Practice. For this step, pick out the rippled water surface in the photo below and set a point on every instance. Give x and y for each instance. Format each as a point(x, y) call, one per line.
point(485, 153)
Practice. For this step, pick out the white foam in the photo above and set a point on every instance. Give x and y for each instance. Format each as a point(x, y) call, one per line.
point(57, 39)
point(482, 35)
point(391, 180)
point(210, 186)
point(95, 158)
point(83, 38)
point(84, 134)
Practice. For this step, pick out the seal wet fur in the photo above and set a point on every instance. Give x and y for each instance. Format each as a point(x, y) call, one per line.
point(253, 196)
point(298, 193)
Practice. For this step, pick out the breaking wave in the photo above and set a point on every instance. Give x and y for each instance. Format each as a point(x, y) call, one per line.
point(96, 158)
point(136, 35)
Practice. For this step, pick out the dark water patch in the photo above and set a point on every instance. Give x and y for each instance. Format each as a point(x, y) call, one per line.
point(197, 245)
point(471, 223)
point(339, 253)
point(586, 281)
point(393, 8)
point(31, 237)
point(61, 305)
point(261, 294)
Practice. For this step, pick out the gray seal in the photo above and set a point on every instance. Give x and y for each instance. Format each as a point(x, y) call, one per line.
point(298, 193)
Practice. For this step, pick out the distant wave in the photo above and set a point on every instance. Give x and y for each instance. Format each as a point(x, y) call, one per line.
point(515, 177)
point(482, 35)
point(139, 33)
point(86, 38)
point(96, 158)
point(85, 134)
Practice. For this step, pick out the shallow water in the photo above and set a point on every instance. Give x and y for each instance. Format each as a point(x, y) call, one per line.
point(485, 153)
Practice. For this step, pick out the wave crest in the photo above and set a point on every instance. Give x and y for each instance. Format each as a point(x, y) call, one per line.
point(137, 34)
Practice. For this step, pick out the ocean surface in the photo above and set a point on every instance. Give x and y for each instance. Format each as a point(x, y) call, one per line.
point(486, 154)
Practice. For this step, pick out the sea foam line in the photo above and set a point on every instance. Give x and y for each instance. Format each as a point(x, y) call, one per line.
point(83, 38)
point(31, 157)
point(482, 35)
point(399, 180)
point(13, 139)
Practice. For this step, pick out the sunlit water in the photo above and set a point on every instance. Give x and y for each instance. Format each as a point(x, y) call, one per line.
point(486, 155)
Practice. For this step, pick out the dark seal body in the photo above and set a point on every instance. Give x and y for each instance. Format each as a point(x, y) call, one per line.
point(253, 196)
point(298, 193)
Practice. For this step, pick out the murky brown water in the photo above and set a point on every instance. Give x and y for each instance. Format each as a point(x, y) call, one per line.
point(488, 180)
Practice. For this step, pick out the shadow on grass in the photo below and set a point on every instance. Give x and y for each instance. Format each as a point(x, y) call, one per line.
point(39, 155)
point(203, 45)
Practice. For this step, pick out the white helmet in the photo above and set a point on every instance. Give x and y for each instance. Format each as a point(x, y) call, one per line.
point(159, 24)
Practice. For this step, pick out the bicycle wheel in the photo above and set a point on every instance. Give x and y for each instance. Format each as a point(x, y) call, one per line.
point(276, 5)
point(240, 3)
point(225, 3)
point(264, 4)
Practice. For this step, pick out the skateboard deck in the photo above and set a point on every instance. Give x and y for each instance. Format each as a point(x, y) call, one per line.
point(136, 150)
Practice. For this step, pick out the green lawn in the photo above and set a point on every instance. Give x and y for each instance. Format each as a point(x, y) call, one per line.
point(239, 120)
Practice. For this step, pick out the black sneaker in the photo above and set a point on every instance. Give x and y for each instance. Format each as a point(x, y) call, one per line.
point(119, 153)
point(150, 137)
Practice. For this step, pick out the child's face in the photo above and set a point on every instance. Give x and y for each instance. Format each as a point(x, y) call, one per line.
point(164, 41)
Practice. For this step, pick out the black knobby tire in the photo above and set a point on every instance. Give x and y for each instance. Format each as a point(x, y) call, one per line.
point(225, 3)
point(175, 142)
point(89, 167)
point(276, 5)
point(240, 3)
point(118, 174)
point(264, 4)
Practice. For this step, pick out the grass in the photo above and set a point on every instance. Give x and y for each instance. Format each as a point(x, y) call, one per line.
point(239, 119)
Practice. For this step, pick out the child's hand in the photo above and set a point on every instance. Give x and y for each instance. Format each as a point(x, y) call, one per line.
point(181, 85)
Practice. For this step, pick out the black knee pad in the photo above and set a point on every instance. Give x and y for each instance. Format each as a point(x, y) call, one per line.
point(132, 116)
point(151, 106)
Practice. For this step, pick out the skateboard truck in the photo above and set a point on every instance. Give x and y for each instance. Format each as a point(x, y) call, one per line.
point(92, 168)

---+---

Give the material again in full, exactly as it appears above.

Answer section:
Practice. For this step, pick out the rippled water surface in the photo below and set a point on every instance. Give x and y for each instance. Format each as a point(x, y) call, one per line.
point(485, 153)
Practice. For this step, pick out the white foam in the photo above and set a point on every instance. Give x and y for each instance. Format each as a point(x, y) call, one per line.
point(57, 39)
point(482, 35)
point(391, 180)
point(210, 186)
point(95, 158)
point(83, 38)
point(84, 134)
Practice. For this step, pick out the seal wet fur in the photo above and set a point on every instance. Give x and y for each instance. Format each as a point(x, y) call, one per line.
point(253, 196)
point(298, 193)
Practice. For this step, pick out the breaking wave in the photo above and set a point on every instance. Give x and y for each instance. Format each as a point(x, y) call, one per line.
point(96, 158)
point(136, 35)
Practice. For this step, pick out the dark water patch in the photo above and set a point on every instance. Give x and y for each instance. Format each as a point(x, y) call, one per line.
point(197, 245)
point(471, 223)
point(339, 253)
point(586, 281)
point(393, 8)
point(31, 237)
point(61, 305)
point(261, 294)
Practice. For this step, pick out the gray seal in the photo above and set a point on every instance. Give x and y for each instance. Format each as a point(x, y) call, one per line.
point(298, 193)
Practice. For this step, pick out the distant wave in the photo above and set a point on every instance. Give x and y for each instance. Format each as a point(x, y) call, one per line.
point(515, 177)
point(482, 35)
point(139, 33)
point(86, 38)
point(96, 158)
point(85, 134)
Practice. For this step, pick out the shallow water in the photo above and set a point on every instance. Give x and y for each instance. Format each as a point(x, y) call, one per line.
point(485, 153)
Practice. For this step, pick out the wave crest in the photo above and set a point on every instance. Give x and y for each instance. Format each as a point(x, y) call, one per line.
point(137, 34)
Practice. For this step, pick out the ocean surface in the photo above and set a point on every instance. Give x and y for each instance. Format each as a point(x, y) call, one per line.
point(486, 154)
Practice. For this step, pick out the sea foam line in the photo above and set a point on every instance. Give x and y for each instance. Format each as a point(x, y) call, one per line.
point(83, 38)
point(31, 157)
point(482, 35)
point(399, 180)
point(13, 139)
Practice. For this step, pick out the sunlit water in the photo above and set a point on every instance. Give x and y for each instance. Format each as a point(x, y) call, one per line.
point(486, 155)
Practice. For this step, pick out the dark seal body in the photo above and set a point on every instance. Give x and y for each instance. Format each as a point(x, y) call, one per line.
point(253, 196)
point(298, 193)
Practice. For this step, pick out the murky brown water in the photo above and set a point on every instance. Give x and y for each instance. Format each as a point(x, y) call, one per line.
point(488, 180)
Practice. For this step, pick out the shadow on grass in the photo below and set a point on every instance. Give x and y for each instance. Format each as a point(x, y) call, one per line.
point(39, 155)
point(203, 45)
Practice. For this step, pick out the white helmet in the photo above and set a point on every instance. Give x and y for each instance. Format each as a point(x, y) call, one per line.
point(159, 24)
Practice. For this step, pick out the bicycle wheel in the photo above and set a point on every instance. Give x and y for each instance. Format each as a point(x, y) call, one per line.
point(276, 5)
point(240, 3)
point(225, 3)
point(264, 4)
Practice. For this step, pick out the skateboard deck in the photo above and set a point on every instance. Give x and y for each instance. Format each as a point(x, y) call, one per line.
point(136, 150)
Practice. For this step, pick out the green lawn in the photo above and set a point on every instance. Give x and y for each instance. Format each as a point(x, y) call, one per line.
point(239, 120)
Practice. For this step, pick out the black sneaker in the photo above and set a point on every instance. Give x and y for each instance. Format each as a point(x, y) call, one per line.
point(119, 153)
point(150, 137)
Practice. For this step, pick out the child's face in the photo above and set a point on every instance. Give x and y for each instance. Format each as a point(x, y) call, one per line.
point(164, 41)
Practice. For this step, pick out the black knobby tire in the photo above and set a point on every instance. Give x and y for each instance. Format each as a point(x, y) call, one per line.
point(225, 3)
point(175, 142)
point(89, 167)
point(276, 5)
point(240, 3)
point(118, 174)
point(264, 4)
Practice. For this step, pick out the grass in the photo above and set a point on every instance. Give x and y for each instance. Format each as a point(x, y) call, one per line.
point(239, 119)
Practice. For this step, pick out the child's hand in the photo above and set a point on every instance. Give x and y for each instance. Format each as a point(x, y) call, one per line.
point(181, 85)
Practice. For this step, pick out the black knee pad in the photo above and set a point on every instance. Give x and y for each instance. Format each as a point(x, y) call, one per line.
point(132, 116)
point(151, 106)
Practice. For this step, pick out the skateboard truck in the photo above and set a point on every instance. Give x and y for each instance. Format each as a point(x, y) call, one per line.
point(92, 168)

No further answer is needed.